# Work to be completed:
Copy all entries exactly, and wherever an entry holds a picture, leave that picture out.

** Opening Excerpted records block **

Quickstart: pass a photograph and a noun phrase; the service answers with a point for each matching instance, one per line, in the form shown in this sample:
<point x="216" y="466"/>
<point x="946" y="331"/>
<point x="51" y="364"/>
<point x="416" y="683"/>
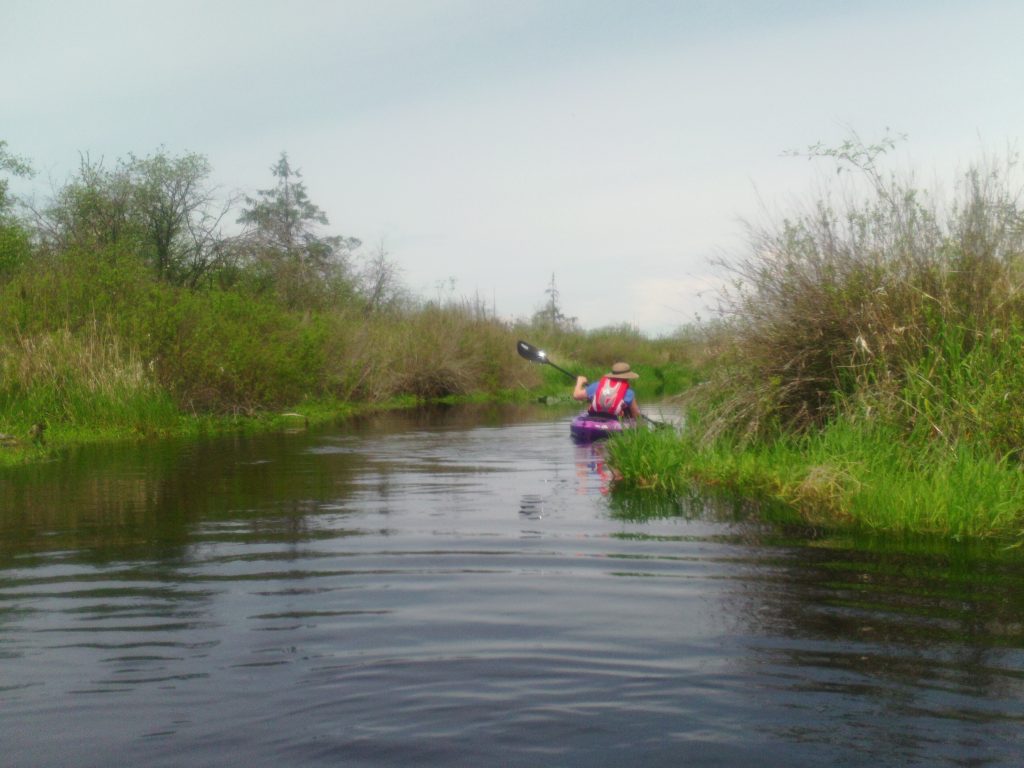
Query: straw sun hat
<point x="623" y="371"/>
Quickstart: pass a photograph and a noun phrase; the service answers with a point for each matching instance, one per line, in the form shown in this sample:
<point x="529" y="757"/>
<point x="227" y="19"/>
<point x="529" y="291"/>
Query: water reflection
<point x="469" y="587"/>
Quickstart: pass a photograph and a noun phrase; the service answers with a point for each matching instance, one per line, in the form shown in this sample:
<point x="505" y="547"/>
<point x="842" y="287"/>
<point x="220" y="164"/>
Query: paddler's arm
<point x="580" y="393"/>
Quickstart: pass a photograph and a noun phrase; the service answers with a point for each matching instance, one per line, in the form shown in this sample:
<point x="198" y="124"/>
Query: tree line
<point x="165" y="211"/>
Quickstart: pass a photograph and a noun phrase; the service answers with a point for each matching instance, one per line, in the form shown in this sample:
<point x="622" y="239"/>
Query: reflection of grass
<point x="841" y="477"/>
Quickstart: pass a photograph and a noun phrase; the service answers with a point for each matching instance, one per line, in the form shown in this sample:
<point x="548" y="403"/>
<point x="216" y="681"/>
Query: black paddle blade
<point x="530" y="352"/>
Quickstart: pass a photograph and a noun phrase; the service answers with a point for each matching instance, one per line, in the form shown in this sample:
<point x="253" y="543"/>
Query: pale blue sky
<point x="613" y="144"/>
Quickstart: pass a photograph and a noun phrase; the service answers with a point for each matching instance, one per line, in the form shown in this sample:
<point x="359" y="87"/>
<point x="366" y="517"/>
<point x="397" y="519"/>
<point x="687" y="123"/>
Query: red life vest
<point x="609" y="395"/>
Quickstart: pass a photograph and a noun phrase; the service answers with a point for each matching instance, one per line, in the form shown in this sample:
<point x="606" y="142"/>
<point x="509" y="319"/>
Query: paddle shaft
<point x="538" y="355"/>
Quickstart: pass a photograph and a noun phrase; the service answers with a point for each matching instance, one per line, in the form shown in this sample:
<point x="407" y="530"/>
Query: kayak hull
<point x="586" y="428"/>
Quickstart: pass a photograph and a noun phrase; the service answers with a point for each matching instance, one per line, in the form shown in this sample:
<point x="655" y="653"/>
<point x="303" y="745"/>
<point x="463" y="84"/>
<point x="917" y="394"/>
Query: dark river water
<point x="461" y="588"/>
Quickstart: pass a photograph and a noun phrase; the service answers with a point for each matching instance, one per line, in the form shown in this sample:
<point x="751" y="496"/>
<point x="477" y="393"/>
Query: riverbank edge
<point x="842" y="480"/>
<point x="20" y="452"/>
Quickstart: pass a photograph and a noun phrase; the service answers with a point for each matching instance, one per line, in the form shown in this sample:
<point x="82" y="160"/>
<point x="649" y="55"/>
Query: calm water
<point x="461" y="589"/>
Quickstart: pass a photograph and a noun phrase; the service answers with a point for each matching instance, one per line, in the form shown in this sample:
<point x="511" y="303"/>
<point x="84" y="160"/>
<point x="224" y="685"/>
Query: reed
<point x="844" y="476"/>
<point x="71" y="380"/>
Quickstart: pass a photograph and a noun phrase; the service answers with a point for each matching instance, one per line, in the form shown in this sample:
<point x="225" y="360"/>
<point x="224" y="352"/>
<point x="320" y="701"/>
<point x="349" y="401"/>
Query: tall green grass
<point x="842" y="476"/>
<point x="870" y="370"/>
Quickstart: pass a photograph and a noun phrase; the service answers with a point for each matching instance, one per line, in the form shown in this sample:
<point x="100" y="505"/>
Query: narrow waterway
<point x="462" y="588"/>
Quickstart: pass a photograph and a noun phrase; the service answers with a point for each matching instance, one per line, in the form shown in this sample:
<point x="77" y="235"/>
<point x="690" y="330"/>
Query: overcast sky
<point x="492" y="143"/>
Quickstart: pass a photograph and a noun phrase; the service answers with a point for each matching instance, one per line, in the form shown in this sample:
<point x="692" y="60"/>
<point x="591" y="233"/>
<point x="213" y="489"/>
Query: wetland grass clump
<point x="872" y="372"/>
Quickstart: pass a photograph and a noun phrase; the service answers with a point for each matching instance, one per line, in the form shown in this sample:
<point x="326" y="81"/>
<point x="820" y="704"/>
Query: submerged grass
<point x="869" y="373"/>
<point x="841" y="477"/>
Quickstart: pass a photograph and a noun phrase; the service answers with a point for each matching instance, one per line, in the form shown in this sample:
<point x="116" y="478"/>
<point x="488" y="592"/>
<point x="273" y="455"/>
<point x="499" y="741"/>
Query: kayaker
<point x="611" y="394"/>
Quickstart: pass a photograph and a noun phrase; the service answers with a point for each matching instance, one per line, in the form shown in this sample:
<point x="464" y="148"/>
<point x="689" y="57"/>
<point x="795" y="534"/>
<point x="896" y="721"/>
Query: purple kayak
<point x="586" y="427"/>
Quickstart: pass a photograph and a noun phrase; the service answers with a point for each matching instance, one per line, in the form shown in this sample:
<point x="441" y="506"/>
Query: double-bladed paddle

** Closing Excerpted records block **

# Task response:
Quickstart: pass a photograph and a noun phrase; the service answers with a point for each matching instance, one per line, in the form shown in this sample:
<point x="216" y="466"/>
<point x="946" y="331"/>
<point x="51" y="364"/>
<point x="416" y="683"/>
Query: straw sun hat
<point x="623" y="371"/>
Quickstart: pass a photograph and a noun phrase; the service answers with a point for each matching instance, one per line, in the form shown in this sample:
<point x="529" y="757"/>
<point x="227" y="19"/>
<point x="529" y="291"/>
Query: water reflection
<point x="469" y="587"/>
Quickstart: pass a photograph and a noun phrase; the service answers with a point for each matching instance, one per line, in the form shown in this sample:
<point x="505" y="547"/>
<point x="842" y="287"/>
<point x="220" y="164"/>
Query: paddler's arm
<point x="580" y="393"/>
Quickstart: pass a photograph and a noun phrase; the service answers with a point for each matching instance, one per line, in the form shown in this sample:
<point x="198" y="124"/>
Query: tree line
<point x="165" y="211"/>
Quickstart: pass a photograph and a noun phrase; the service answers with a point for each matching instance, one per line, in the form shown in this sample:
<point x="622" y="239"/>
Query: reflection of grass
<point x="841" y="477"/>
Quickstart: pass a photograph and a noun phrase; the service answers with a point for each matching instance, one per line, in the form shown in this sample:
<point x="548" y="403"/>
<point x="216" y="681"/>
Query: black paddle blade
<point x="530" y="352"/>
Quickstart: pass a photograph and a noun phrase; the service answers with a point for each matching instance, one per line, in the form shown in this sample:
<point x="253" y="543"/>
Query: pale blue sky
<point x="613" y="144"/>
Quickstart: pass a photograph and a noun phrase; the service answers with a point for each matching instance, one per line, in the form shown in this sample:
<point x="359" y="87"/>
<point x="366" y="517"/>
<point x="397" y="519"/>
<point x="687" y="123"/>
Query: red life vest
<point x="609" y="395"/>
Quickstart: pass a photograph and a noun phrase; the service answers with a point for each matching instance, one per line, in the form shown in this sample:
<point x="606" y="142"/>
<point x="509" y="319"/>
Query: paddle shaft
<point x="538" y="355"/>
Quickstart: pass a photograph and a noun phrase; the service answers with a point for each matching instance, one per line, in the form shown in this sample:
<point x="407" y="530"/>
Query: kayak hull
<point x="586" y="428"/>
Quickstart: pass a photograph and a noun phrase; the service answers with a point for each matching instance, one per line, in the form shown in this sample:
<point x="655" y="653"/>
<point x="303" y="745"/>
<point x="463" y="84"/>
<point x="917" y="394"/>
Query: dark river water
<point x="461" y="588"/>
Quickstart: pass a photograph and a noun phrase; the service answers with a point for each matching instance, one per line, in the form shown in this sample:
<point x="751" y="496"/>
<point x="477" y="393"/>
Query: riverbank edge
<point x="842" y="480"/>
<point x="20" y="452"/>
Quickstart: pass a photograph and a noun phrase; the service answers with a point for each matching instance, one per line, in the form shown in this sample:
<point x="82" y="160"/>
<point x="649" y="55"/>
Query: calm water
<point x="461" y="589"/>
Quickstart: pass a photograph and a noun phrase; the service answers with a point for each matching instance, one per line, in the form shown in this sample:
<point x="511" y="303"/>
<point x="84" y="160"/>
<point x="224" y="685"/>
Query: reed
<point x="844" y="476"/>
<point x="71" y="380"/>
Quickstart: pass a photograph and a noun phrase; the service answers with a point for each matching instance, one per line, in the form shown in this sample:
<point x="225" y="360"/>
<point x="224" y="352"/>
<point x="320" y="701"/>
<point x="349" y="401"/>
Query: tall green grass
<point x="842" y="476"/>
<point x="870" y="370"/>
Quickstart: pass a photograph and a noun phrase; the service answers with a point for each matching instance, one per line, in the form shown in this sample:
<point x="100" y="505"/>
Query: narrow waterway
<point x="462" y="588"/>
Quickstart: pass a photograph and a noun phrase; the service answers with a point for each matching instance, one per line, in the form shown in this sample:
<point x="77" y="235"/>
<point x="690" y="330"/>
Query: overcast sky
<point x="492" y="143"/>
Quickstart: pass a photograph and a noun phrase; the service answers with a point for each matching instance, one per line, in the form shown in this sample:
<point x="692" y="60"/>
<point x="591" y="233"/>
<point x="213" y="489"/>
Query: wetland grass clump
<point x="872" y="372"/>
Quickstart: pass a photograph and a noun phrase; the service answers with a point for each matching instance, one per line, in the form shown in this sample:
<point x="326" y="81"/>
<point x="820" y="704"/>
Query: submerged grass
<point x="869" y="373"/>
<point x="841" y="477"/>
Quickstart: pass a photograph and a noun phrase; the service answers with a point for each matching instance, one per line, in the form shown in this sample:
<point x="116" y="478"/>
<point x="488" y="592"/>
<point x="273" y="455"/>
<point x="499" y="741"/>
Query: kayaker
<point x="611" y="394"/>
Quickstart: pass a photograph and a noun phrase; the service answers with a point for each matching instance, one per line, in the form shown in this sample:
<point x="464" y="148"/>
<point x="689" y="57"/>
<point x="795" y="534"/>
<point x="896" y="721"/>
Query: purple kayak
<point x="586" y="427"/>
Quickstart: pass a photograph and a noun phrase; the service answers with a point for each matching instance, one per line, in the form shown in this sample:
<point x="441" y="506"/>
Query: double-bladed paddle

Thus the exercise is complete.